(Items from a dataset)
*** Block opens ***

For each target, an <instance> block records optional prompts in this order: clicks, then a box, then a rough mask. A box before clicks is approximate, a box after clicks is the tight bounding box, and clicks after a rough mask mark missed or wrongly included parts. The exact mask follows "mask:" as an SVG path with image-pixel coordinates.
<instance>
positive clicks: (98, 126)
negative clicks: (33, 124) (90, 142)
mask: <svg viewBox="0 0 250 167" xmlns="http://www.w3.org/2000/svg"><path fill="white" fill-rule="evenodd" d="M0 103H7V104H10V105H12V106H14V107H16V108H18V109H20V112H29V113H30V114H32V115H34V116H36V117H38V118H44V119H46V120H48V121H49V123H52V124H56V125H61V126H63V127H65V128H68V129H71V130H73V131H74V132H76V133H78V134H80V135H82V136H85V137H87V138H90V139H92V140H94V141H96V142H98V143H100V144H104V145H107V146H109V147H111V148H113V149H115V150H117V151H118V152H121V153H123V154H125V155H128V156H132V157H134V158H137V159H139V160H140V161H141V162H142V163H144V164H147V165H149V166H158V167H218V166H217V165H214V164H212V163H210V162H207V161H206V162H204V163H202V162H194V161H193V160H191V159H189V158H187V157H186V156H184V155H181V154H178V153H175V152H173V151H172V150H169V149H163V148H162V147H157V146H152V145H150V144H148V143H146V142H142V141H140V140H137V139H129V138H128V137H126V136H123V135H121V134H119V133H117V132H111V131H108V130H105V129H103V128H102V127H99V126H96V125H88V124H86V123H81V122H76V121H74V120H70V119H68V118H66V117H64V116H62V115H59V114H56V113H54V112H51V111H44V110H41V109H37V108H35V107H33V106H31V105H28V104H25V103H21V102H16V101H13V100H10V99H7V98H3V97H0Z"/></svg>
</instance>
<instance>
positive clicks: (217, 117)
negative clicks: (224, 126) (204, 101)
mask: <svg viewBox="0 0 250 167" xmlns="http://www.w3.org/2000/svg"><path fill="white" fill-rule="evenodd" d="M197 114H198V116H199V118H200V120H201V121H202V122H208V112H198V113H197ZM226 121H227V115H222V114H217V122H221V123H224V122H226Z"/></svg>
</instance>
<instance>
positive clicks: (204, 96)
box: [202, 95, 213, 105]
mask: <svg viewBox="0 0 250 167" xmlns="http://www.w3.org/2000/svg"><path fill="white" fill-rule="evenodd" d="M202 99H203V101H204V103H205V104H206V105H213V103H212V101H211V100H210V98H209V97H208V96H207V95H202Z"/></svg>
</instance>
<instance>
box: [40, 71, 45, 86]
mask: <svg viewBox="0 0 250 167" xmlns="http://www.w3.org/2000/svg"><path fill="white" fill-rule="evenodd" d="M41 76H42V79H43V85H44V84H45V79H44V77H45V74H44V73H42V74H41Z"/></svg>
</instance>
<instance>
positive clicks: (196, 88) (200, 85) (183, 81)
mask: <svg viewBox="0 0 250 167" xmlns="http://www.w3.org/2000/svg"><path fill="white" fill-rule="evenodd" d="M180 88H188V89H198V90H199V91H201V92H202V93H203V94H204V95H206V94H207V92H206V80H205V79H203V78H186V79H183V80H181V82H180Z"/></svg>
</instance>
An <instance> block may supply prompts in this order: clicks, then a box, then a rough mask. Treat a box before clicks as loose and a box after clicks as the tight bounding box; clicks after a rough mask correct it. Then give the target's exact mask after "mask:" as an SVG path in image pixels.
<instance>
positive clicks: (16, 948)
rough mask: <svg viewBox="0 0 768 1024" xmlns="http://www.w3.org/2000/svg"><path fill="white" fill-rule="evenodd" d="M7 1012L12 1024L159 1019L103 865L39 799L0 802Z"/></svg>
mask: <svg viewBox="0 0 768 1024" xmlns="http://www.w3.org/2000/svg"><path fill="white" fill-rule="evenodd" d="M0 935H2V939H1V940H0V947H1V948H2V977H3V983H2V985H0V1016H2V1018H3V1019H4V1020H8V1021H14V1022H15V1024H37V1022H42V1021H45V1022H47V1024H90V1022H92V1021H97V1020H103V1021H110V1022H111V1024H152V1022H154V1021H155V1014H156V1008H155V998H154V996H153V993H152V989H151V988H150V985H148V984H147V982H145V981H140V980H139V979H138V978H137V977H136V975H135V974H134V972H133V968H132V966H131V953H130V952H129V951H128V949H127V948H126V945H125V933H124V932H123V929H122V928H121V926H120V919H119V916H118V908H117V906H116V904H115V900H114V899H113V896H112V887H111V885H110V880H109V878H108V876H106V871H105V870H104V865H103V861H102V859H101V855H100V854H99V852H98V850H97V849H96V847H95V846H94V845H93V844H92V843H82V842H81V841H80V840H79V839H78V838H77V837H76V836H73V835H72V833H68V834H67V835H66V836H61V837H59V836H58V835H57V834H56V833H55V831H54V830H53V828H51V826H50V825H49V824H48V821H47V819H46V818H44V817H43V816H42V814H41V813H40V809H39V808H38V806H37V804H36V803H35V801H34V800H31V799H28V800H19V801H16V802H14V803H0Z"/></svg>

*** Block closes ***

• **What to work on**
Give back all of the data above without any alteration.

• **Result of the exercise**
For each target, an <instance> block records optional prompts in this order: clicks, then a box, then a rough mask. A box before clicks is approximate, a box after clicks is the tight bounding box, and clicks after a rough mask mark missed or wrongly included parts. The exact mask follows "mask:" as an SVG path with image-pixel coordinates.
<instance>
positive clicks: (98, 126)
negative clicks: (33, 124) (90, 142)
mask: <svg viewBox="0 0 250 167" xmlns="http://www.w3.org/2000/svg"><path fill="white" fill-rule="evenodd" d="M0 103H7V104H10V105H12V106H14V107H16V108H18V109H20V112H29V113H30V114H32V115H34V116H36V117H38V118H44V119H46V120H48V121H49V123H52V124H56V125H61V126H63V127H65V128H68V129H71V130H73V131H74V132H76V133H78V134H80V135H82V136H85V137H87V138H90V139H92V140H94V141H96V142H98V143H100V144H104V145H107V146H109V147H111V148H113V149H115V150H117V151H118V152H121V153H123V154H125V155H128V156H132V157H134V158H137V159H139V160H140V161H141V162H142V163H144V164H147V165H149V166H158V167H218V166H217V165H214V164H212V163H210V162H207V161H206V162H204V163H202V162H194V161H193V160H191V159H189V158H187V157H186V156H184V155H181V154H178V153H175V152H173V151H172V150H169V149H163V148H162V147H157V146H152V145H150V144H148V143H146V142H142V141H140V140H137V139H129V138H128V137H126V136H123V135H121V134H119V133H117V132H111V131H108V130H105V129H103V128H102V127H99V126H96V125H88V124H86V123H81V122H76V121H74V120H70V119H68V118H66V117H64V116H62V115H59V114H56V113H54V112H51V111H44V110H41V109H37V108H35V107H33V106H31V105H28V104H25V103H21V102H16V101H13V100H10V99H7V98H3V97H0Z"/></svg>
</instance>
<instance>
positive clicks: (217, 117)
negative clicks: (224, 126) (204, 101)
mask: <svg viewBox="0 0 250 167" xmlns="http://www.w3.org/2000/svg"><path fill="white" fill-rule="evenodd" d="M197 114H198V116H199V118H200V120H201V121H202V122H208V112H198V113H197ZM226 121H227V115H222V114H217V122H221V123H224V122H226Z"/></svg>
</instance>
<instance>
positive clicks: (204, 96)
box: [202, 95, 213, 105]
mask: <svg viewBox="0 0 250 167" xmlns="http://www.w3.org/2000/svg"><path fill="white" fill-rule="evenodd" d="M202 99H203V101H204V103H205V104H206V105H213V103H212V101H211V100H210V98H209V97H208V96H207V95H202Z"/></svg>
</instance>
<instance>
box: [40, 71, 45, 86]
mask: <svg viewBox="0 0 250 167" xmlns="http://www.w3.org/2000/svg"><path fill="white" fill-rule="evenodd" d="M41 76H42V79H43V85H44V84H45V79H44V77H45V74H44V73H42V74H41Z"/></svg>
</instance>
<instance>
positive clicks: (196, 88) (200, 85) (183, 81)
mask: <svg viewBox="0 0 250 167" xmlns="http://www.w3.org/2000/svg"><path fill="white" fill-rule="evenodd" d="M180 88H188V89H198V90H199V91H201V92H202V93H203V94H204V95H206V94H207V92H206V80H205V79H203V78H186V79H183V80H181V82H180Z"/></svg>
</instance>
An <instance> block may supply prompts in this order: clicks, then a box, then a rough mask. Treat a box before clicks as loose and a box after clicks as the tight bounding box; clicks after a rough mask correct it. Then give the target's exact mask after "mask:" as an SVG path in image pixels.
<instance>
positive clicks: (16, 948)
rough mask: <svg viewBox="0 0 768 1024" xmlns="http://www.w3.org/2000/svg"><path fill="white" fill-rule="evenodd" d="M7 1012L12 1024L159 1019L103 865L39 799L0 802Z"/></svg>
mask: <svg viewBox="0 0 768 1024" xmlns="http://www.w3.org/2000/svg"><path fill="white" fill-rule="evenodd" d="M0 935H2V939H1V940H0V947H1V948H2V977H3V983H2V985H0V1016H2V1018H3V1019H4V1020H8V1021H14V1022H15V1024H37V1022H42V1021H45V1022H47V1024H90V1022H92V1021H97V1020H103V1021H110V1022H111V1024H152V1022H154V1021H155V1014H156V1008H155V998H154V996H153V993H152V989H151V988H150V985H148V984H147V982H145V981H140V980H139V979H138V978H137V977H136V975H135V974H134V972H133V968H132V966H131V953H130V952H129V951H128V949H127V948H126V945H125V933H124V932H123V929H122V928H121V926H120V919H119V916H118V908H117V906H116V904H115V900H114V899H113V896H112V887H111V885H110V880H109V878H108V876H106V871H105V870H104V865H103V861H102V859H101V855H100V854H99V852H98V850H97V849H96V847H95V846H94V845H93V844H92V843H82V842H81V841H80V840H79V839H78V838H77V837H76V836H73V835H72V833H68V834H67V835H66V836H61V837H59V836H58V835H57V834H56V833H55V831H54V830H53V828H51V826H50V825H49V824H48V821H47V819H46V818H44V817H43V816H42V814H41V813H40V809H39V808H38V806H37V804H36V803H35V801H34V800H31V799H28V800H19V801H16V802H14V803H0Z"/></svg>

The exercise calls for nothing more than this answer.